* **What is expected**: Lines from the one containing "# provide the" to the end of the data below are to be restated exactly, with both ends included and nothing else.

* **Provided data**:
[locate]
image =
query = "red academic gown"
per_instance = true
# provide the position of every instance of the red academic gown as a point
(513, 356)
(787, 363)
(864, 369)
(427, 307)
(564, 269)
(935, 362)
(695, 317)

* **Solution**:
# provide the position of every instance of the red academic gown as a point
(513, 356)
(787, 363)
(864, 369)
(427, 307)
(564, 269)
(935, 362)
(695, 317)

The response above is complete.